Task details - Copy the rows exactly, starting with the line that contains "Query: hoof print in dirt" and running through the last row, both ends included.

Data -
──────────────────────────────
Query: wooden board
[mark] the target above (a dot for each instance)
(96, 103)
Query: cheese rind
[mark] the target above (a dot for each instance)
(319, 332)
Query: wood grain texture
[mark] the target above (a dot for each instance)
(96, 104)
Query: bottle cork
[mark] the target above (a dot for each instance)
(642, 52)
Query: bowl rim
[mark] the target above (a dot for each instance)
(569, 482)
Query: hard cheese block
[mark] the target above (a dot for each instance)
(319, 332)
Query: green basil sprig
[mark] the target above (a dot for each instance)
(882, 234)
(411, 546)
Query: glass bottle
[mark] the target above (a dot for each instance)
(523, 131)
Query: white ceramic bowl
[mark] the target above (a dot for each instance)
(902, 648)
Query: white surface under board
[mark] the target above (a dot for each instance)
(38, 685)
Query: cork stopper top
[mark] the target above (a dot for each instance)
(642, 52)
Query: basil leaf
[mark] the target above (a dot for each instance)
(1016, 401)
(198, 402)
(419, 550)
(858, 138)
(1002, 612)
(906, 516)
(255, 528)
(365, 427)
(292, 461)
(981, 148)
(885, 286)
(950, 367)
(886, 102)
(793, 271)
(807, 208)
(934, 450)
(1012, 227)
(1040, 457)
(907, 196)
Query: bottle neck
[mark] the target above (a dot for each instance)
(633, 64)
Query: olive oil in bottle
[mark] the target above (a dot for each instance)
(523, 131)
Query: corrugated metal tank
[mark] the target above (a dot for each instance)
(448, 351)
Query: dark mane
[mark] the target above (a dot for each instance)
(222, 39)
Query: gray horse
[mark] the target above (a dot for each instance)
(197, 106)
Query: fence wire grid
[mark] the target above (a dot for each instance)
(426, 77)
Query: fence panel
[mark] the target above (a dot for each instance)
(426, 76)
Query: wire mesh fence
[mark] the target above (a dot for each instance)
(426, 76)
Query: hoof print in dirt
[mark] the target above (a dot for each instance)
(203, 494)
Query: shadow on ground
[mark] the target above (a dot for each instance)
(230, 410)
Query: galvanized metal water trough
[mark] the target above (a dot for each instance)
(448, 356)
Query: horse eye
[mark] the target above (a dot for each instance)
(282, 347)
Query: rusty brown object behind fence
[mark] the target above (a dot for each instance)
──────────────────────────────
Response below -
Query: hoof print in dirt
[mark] the target above (a dot for each instance)
(203, 494)
Query: shadow on ground
[mark] the target above (a dot for each instance)
(230, 410)
Query: galvanized metal water trough
[mark] the target above (a dot for each instance)
(448, 356)
Query: horse eye
[mark] the target above (a dot for each instance)
(282, 347)
Query: rusty brown object behind fence
[mark] the target above (a dot for each instance)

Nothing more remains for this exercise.